● **Reading text**:
──────
By: John Seely Brown and Estee Solomon GrayTue Dec 18, 2007 at 5:35 PM
How to build your company around your people.

Revolutions start in the most unexpected places and with the most unlikely heroes. Who would imagine that the conventional wisdom of the Industrial Age would be challenged by copier repair technicians -- "tech reps" -- at Xerox? Or that field research by anthropologists would support a new set of management principles for competing in the Knowledge Era?

The story begins in the 1980s. We were looking for ways to boost the productivity of the Xerox field service staff. Before deciding how to proceed, we launched a study. An anthropologist from the Xerox Palo Alto Research Center (PARC), a member of the work-practices team, traveled with a group of tech reps to observe how they actually did their jobs -- not how they described what they did, or what their managers assumed they did. That research challenged the way Xerox thought about the nature of work, the role of the individual, and the relationship between the individual and the company. It was the first shot in a revolution.

Here's what the anthropologist saw: Tech reps often made it a point to spend time not with customers but with each other. They'd gather in common areas, like the local parts warehouse, hang around the coffee pot, and swap stories from the field.

Think how a garden-variety reengineer would interpret this finding: Here's "low-hanging fruit" -- easy pickings for immediate productivity gains. Simply reroute the tech reps, cut out the conversation, eliminate the dead time -- and pocket the savings.

The anthropologist saw the exact opposite. The time at the warehouse was anything but dead. The tech reps weren't slacking off; they were doing some of their most valuable work. Field service, it turns out, is no job for lone wolves. It's a social activity. Like most work, it involves a community of professionals. The tech reps weren't just repairing machines; they were also coproducing insights about how to repair machines better.

These technicians were knowledge workers in the truest sense. And it was through conversations at the warehouse -- conversations that weren't a step in any formal "business process" or a box in any official "org chart" -- that knowledge transfer happened.
──────
● **Prompt 1**: In the article about Xerox's copier repair technicians, who traveled with the tech reps to observe how they actually did their jobs?
● **Prompt 2**: Pick up the article about Xerox's copier repair technicians after its final sentence and carry it forward in the same voice.

● **Listed records**:
──────
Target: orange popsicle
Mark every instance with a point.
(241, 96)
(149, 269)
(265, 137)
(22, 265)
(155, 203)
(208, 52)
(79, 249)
──────
● **Response box 1**: An anthropologist from the Xerox Palo Alto Research Center (PARC), a member of the work-practices team.

● **Response box 2**:
So Xerox turned conventional wisdom on its head. Rather than eliminate the informal conversations in pursuit of corporate efficiency, we decided to expand them in the name of learning and innovation. Using the Denver area as a pilot project, PARC distributed two-way radio headsets to the tech reps. The radio frequency over which the tech reps communicated became a "knowledge channel" through which they asked each other questions, identified problems, and shared new solutions as they devised them.

But the headsets had limitations. For one thing, no one captured the knowledge the tech reps created. The field staff might communicate in real time to diagnose an unfamiliar problem and generate a solution, but the insights often evaporated once they finished the job.

So we took the tech rep experiment to the next level. In France, working with Rank Xerox, PARC recently unveiled Eureka, an electronic "knowledge refinery" that organizes and categorizes a database of tips generated by the field staff. Technically, Eureka is a relational database of hypertext documents. In practice, it's an electronic version of war stories told around the coffee pot -- with the added benefits of an institutional memory, expert validation, and a search engine.

Eureka operates as a free-flowing knowledge democracy, much like the natural, informal collaborations among tech reps. It relies on voluntary information exchanges. Any tech rep, regardless of rank, can submit a tip, but they are neither required to nor are they explicitly rewarded. In Eureka, the coin of the realm is social capital: the incentive to be a good colleague, to contribute and receive knowledge as a member of the community.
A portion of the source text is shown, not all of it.